====== Data extract ======

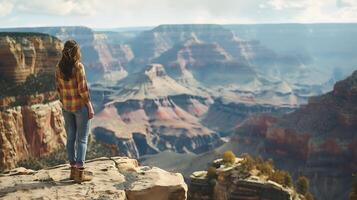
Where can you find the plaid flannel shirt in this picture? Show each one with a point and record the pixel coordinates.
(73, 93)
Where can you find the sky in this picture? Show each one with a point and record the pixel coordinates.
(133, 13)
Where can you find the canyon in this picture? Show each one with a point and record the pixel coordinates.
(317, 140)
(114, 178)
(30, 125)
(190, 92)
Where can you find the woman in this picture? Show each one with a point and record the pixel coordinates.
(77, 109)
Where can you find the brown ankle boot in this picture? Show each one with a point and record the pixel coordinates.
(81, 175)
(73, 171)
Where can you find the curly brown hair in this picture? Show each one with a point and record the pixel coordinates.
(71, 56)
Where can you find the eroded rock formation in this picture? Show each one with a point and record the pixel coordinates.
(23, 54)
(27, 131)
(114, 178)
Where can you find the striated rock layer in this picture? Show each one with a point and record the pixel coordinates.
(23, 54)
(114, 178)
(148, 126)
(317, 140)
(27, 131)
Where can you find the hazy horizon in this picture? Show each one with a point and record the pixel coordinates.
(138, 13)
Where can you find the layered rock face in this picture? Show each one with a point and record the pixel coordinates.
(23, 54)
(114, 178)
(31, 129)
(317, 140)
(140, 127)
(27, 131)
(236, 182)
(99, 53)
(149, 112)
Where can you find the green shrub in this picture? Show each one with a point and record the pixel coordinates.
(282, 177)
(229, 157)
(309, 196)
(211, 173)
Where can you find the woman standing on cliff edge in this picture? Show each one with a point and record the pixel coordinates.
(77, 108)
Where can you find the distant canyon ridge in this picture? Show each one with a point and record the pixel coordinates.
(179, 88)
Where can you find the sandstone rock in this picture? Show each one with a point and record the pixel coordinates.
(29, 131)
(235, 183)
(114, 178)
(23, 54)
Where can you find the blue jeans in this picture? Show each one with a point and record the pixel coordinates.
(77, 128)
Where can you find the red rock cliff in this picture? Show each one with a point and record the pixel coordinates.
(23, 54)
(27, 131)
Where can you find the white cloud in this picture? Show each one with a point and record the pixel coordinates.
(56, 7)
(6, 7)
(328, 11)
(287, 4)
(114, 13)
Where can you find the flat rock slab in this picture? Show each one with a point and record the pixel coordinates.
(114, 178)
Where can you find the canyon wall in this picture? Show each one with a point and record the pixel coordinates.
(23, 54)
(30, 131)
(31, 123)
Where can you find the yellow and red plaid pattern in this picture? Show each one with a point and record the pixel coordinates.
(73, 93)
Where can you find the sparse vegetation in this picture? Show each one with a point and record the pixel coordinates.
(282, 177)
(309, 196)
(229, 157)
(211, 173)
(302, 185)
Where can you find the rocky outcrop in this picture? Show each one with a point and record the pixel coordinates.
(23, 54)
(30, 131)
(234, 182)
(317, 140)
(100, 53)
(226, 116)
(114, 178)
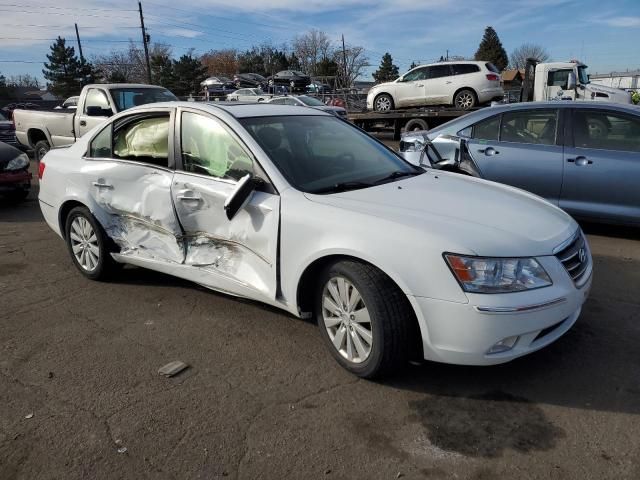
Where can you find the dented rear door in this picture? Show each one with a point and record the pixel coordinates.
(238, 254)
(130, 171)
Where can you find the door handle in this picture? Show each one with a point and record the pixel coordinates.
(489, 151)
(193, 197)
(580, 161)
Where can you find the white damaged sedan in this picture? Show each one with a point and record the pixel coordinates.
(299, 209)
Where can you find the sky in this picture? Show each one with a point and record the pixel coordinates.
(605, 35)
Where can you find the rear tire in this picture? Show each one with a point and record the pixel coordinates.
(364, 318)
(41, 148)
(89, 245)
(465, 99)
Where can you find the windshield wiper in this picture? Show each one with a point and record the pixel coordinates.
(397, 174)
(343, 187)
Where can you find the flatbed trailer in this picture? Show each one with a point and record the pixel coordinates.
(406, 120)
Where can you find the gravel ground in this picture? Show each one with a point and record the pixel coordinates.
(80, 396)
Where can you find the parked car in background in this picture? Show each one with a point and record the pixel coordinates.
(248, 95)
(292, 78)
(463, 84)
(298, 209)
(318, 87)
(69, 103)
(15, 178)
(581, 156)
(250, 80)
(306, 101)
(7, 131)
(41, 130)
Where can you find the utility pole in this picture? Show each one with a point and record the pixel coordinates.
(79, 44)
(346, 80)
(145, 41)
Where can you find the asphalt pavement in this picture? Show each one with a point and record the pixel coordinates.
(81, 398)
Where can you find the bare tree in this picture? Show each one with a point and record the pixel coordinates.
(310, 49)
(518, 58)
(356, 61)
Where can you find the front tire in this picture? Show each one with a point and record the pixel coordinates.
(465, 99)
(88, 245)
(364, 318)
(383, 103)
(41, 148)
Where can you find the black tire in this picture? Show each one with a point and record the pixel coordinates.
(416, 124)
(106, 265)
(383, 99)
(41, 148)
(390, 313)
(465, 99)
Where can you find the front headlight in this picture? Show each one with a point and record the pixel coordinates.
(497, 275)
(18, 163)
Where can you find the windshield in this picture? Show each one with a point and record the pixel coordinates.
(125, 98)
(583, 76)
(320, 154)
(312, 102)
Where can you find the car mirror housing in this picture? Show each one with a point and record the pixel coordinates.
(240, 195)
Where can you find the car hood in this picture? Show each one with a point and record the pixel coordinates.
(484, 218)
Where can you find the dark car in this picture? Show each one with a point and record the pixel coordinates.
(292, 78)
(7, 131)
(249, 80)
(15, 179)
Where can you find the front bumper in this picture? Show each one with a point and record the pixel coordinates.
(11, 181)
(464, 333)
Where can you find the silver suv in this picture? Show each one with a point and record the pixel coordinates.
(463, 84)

======
====== Data extract ======

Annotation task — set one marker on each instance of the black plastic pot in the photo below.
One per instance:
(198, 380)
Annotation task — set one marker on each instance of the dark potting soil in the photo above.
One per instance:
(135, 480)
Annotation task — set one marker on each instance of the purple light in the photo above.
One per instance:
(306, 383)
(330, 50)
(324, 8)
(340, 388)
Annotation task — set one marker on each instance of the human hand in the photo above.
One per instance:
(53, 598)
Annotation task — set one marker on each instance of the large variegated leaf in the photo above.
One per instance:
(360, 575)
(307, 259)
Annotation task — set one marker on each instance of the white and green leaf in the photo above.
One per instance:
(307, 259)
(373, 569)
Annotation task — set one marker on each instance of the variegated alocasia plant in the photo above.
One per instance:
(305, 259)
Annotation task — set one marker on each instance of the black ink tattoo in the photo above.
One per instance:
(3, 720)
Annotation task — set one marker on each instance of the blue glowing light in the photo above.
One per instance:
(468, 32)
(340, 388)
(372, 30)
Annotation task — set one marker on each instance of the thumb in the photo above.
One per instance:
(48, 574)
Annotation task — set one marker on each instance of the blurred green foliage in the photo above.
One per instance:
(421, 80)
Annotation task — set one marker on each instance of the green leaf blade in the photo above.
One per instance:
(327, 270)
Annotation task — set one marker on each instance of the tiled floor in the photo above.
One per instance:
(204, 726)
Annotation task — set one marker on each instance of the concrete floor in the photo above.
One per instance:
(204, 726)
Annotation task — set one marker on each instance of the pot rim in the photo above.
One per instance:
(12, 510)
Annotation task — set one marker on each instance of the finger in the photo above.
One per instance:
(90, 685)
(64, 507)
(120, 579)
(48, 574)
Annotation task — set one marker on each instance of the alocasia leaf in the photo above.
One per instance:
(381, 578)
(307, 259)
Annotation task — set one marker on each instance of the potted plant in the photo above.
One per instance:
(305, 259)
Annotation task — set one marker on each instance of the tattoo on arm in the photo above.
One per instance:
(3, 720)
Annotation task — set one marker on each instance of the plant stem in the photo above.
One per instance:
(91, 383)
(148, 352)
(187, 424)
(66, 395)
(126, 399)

======
====== Data extract ======

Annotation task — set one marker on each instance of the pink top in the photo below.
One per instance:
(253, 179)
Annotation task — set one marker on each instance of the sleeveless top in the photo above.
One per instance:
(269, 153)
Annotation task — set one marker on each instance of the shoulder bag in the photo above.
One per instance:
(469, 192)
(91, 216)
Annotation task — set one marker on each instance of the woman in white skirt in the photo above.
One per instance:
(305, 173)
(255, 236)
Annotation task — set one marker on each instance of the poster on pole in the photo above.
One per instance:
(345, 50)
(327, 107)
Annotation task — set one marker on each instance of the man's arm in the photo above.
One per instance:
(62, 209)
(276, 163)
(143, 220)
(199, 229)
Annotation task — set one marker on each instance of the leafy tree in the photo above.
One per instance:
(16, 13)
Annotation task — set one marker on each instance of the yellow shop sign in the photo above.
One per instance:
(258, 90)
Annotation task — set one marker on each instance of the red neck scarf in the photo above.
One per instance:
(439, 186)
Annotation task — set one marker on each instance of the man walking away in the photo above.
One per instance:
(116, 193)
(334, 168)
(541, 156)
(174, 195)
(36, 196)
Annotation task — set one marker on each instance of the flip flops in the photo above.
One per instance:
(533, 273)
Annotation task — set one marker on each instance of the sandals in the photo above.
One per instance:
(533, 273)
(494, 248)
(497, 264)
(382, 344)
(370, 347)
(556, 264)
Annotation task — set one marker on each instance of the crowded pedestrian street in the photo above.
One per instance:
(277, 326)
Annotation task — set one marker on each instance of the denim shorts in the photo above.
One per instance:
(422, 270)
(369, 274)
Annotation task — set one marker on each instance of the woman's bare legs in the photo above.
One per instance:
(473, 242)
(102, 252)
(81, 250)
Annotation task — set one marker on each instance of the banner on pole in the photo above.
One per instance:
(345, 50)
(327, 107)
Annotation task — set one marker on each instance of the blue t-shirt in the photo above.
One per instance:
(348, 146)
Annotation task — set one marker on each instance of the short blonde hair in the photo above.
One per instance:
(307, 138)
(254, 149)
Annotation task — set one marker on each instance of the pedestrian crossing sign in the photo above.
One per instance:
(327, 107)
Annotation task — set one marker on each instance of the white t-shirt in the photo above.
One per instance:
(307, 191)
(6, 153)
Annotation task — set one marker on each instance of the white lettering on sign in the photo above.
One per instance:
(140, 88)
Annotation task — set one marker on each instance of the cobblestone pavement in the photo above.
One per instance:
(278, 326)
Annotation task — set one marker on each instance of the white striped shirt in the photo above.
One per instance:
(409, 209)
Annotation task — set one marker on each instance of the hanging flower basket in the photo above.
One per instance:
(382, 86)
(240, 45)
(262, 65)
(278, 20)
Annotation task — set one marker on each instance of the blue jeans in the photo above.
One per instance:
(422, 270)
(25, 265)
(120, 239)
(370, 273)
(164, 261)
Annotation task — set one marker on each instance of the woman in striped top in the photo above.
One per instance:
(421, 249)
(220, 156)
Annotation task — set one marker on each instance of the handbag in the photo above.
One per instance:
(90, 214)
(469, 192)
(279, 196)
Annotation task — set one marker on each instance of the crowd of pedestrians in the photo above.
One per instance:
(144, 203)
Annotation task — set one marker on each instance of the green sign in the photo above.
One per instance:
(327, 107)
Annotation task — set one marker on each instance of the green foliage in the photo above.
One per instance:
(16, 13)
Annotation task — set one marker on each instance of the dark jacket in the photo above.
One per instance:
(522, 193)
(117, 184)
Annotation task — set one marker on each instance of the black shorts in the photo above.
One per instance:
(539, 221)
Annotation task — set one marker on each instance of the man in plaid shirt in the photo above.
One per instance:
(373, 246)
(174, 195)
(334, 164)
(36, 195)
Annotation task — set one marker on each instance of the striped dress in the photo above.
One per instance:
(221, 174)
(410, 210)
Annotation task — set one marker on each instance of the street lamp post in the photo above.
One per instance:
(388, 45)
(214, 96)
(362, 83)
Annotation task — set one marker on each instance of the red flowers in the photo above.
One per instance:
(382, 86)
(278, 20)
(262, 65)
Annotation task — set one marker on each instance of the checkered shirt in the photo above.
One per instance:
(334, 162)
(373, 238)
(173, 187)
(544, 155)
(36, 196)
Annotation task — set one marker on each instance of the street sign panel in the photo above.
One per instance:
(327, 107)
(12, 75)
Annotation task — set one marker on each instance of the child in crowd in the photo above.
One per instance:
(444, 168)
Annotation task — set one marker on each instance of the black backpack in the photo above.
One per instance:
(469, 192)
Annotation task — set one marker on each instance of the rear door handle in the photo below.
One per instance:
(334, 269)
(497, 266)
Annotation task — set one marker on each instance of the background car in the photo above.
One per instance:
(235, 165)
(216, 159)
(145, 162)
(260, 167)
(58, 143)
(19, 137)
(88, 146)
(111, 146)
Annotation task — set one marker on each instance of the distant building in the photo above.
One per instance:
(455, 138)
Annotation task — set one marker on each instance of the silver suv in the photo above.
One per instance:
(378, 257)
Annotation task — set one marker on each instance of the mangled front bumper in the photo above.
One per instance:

======

Exercise prompt: Read the entries above and find each line holding the word "variegated". Copy it out.

Exercise output:
Annotation task — set one marker on each instance of the large variegated leaf in the photo above.
Annotation task — set one marker on each instance of the variegated alocasia plant in the photo above.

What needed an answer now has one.